*Dataset*
________

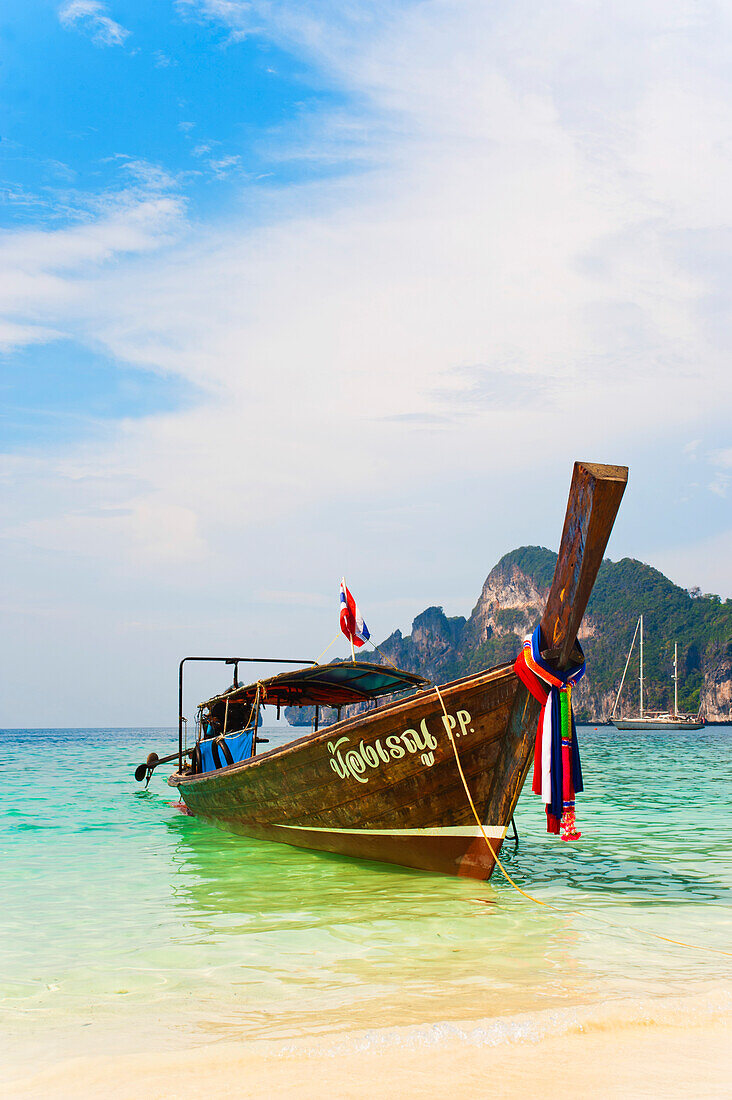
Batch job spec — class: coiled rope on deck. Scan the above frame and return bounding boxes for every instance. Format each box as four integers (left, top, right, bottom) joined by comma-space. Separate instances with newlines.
432, 684, 732, 960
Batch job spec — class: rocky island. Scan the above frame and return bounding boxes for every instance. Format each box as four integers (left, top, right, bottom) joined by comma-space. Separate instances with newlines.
287, 548, 732, 727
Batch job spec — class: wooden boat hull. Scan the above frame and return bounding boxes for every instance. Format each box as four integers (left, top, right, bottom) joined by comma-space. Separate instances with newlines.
171, 664, 521, 879
209, 821, 507, 878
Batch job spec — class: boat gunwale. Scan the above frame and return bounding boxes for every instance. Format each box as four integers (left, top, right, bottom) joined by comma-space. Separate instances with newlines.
170, 660, 516, 788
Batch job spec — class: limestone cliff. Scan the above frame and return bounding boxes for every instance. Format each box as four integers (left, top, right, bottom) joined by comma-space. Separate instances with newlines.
286, 548, 732, 725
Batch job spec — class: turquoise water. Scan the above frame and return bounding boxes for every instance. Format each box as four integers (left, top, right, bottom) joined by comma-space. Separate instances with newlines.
1, 725, 730, 1073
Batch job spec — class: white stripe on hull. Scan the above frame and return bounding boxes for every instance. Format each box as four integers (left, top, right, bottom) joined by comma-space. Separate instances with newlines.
272, 823, 506, 839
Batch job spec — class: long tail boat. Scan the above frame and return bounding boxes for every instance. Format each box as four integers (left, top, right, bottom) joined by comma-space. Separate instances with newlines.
158, 462, 627, 880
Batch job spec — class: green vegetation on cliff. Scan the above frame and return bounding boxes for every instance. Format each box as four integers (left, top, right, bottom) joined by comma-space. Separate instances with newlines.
577, 557, 730, 717
286, 549, 731, 726
376, 550, 732, 722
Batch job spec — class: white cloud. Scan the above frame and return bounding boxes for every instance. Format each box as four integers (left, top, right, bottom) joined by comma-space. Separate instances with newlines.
10, 5, 732, 496
706, 447, 732, 497
0, 320, 63, 351
0, 161, 184, 350
58, 0, 131, 47
712, 448, 732, 468
10, 500, 206, 565
709, 474, 730, 497
207, 154, 242, 178
3, 0, 732, 721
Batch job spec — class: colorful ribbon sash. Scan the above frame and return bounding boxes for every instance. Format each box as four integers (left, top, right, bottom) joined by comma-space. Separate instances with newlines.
514, 626, 585, 839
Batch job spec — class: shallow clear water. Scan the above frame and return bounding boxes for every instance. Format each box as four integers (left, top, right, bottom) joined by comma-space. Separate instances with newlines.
1, 725, 730, 1071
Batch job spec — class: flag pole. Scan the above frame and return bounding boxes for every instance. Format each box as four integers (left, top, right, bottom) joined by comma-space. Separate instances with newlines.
341, 577, 358, 663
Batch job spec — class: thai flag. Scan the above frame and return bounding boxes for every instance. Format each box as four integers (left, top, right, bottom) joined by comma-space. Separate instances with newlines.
340, 578, 370, 648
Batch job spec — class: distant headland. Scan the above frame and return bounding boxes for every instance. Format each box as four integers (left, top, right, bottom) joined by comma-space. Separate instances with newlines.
287, 548, 732, 726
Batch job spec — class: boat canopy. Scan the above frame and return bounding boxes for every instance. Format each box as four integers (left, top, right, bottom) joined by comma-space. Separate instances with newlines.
203, 661, 428, 713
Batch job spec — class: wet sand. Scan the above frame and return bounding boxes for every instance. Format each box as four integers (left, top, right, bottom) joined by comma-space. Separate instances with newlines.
7, 998, 730, 1099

________

*Task to carry out*
Once the pictures are set aside, output all of the data above verbatim.

*Solved problem*
Batch job spec — class: coiled rope on deck. Scan the above frame and return bounding boxes for every instance. Format each box as four integers (left, top, right, bottom) joined by comma-space. Separate instances with newlines.
432, 684, 732, 960
Batch job spec — class: rocky island. Scan the above frame and return bounding boxes for every instance. Format each box as four integers (left, top, right, bottom) joined by comma-space. Separate instances with newlines.
287, 548, 732, 727
Batch job spec — class: wooden boat hull. Scan the above frame and return bounding boxes for every instance. Format each box as four integers (left, top, right, bottom) joined by comma-space. Separate instances with newlines.
171, 664, 521, 879
209, 821, 507, 878
Batch job spec — class: boat gunwale. Scan the above frame and return bounding boxes for every instance. Format each box as four integers (left, top, right, bottom) joined by comma-space. Separate instances with newlines.
170, 660, 516, 788
Batch job spec — class: limestone cliff. Scan the above frame and return bounding boxes for every instance. Format each box as four integers (left, top, right, bottom) joined by comma-space. Separate instances with newlines.
286, 548, 732, 725
Batch job spec — class: turquoise water. Scan the above frame and return bounding boxes for every instance. Format each box as four integers (left, top, right, bottom) joined by comma-space. Separate instances with newlines.
1, 725, 730, 1073
Batch job spec — class: white stripe on hull. Scan the above frame and return bounding boxes for every instance. Format each box as four integers (left, top, right, bottom) joined by comma-space. Separate instances with newlines.
272, 823, 506, 839
Batch job spec — class: long tail boat. Scan the above frame and return bounding boxes for every instance. Format each box as four integers (left, top, right, bottom) joined by comma-space. Separate instances with newlines.
158, 462, 627, 880
Batch job spec — class: green vegetation on cliff. Scan the above frame and return bounding boxes for every instance. Format each box as four integers (left, top, right, bottom) joined by comma-space. Separate instances with newlines.
577, 557, 730, 717
286, 549, 731, 726
376, 550, 732, 722
Batch job spec — class: white cloud. Scan the above frame and return bounding boxes for every instance. Format each box as four integers (left, top, right, bottom) joined by comma-space. Separate instances with newlines.
10, 5, 732, 496
706, 447, 732, 497
0, 320, 63, 351
0, 161, 184, 350
58, 0, 131, 47
712, 448, 732, 468
10, 500, 206, 565
709, 474, 730, 497
207, 154, 242, 178
3, 0, 732, 721
Batch job spec — class: colorful ribbon sash. Scan the above frame and return bounding boxes for every instance. Format each box as four integers (left, top, right, bottom) joined by comma-space. Separate instances with newlines.
514, 626, 585, 839
Batch job spec — class: shallow clear water. Scan the above frame and return bounding boxes for every instance. Format each box as four integers (left, top, right, bottom) joined by comma-space. Separate instances with newlines.
1, 725, 730, 1071
Batch job spec — class: flag pole. Scan the above frame and return bounding boxes for every instance. Format each box as four integers (left, top, right, bottom) joined by comma-space. Separate instances with newlines.
341, 577, 358, 663
Batch job spec — class: thai flag. Scan the above frame and return bounding boxes for every instance. Format each box as four integers (left, top, right, bottom) joined by comma-space. Separate instances with newlines.
340, 578, 370, 648
Batch job spec — class: distant headland. Scan the above frame and return bounding boxes for every instance. Format each box as four integers (left, top, right, bottom) joined by comma-space. Separate instances with newlines.
287, 548, 732, 726
Batch job spec — class: boat canopy. Scan the above frame and return bounding boxes for every instance. Format each box as four integers (left, top, right, bottom) joined by comma-space. Separate instances with newlines.
203, 661, 428, 713
Batch job spec — class: wet sand. Scan the above frame and return bounding boxes for every instance. Format each box as four integers (left, top, right, bottom) joined by comma-space. Separate instances with newlines.
7, 998, 730, 1099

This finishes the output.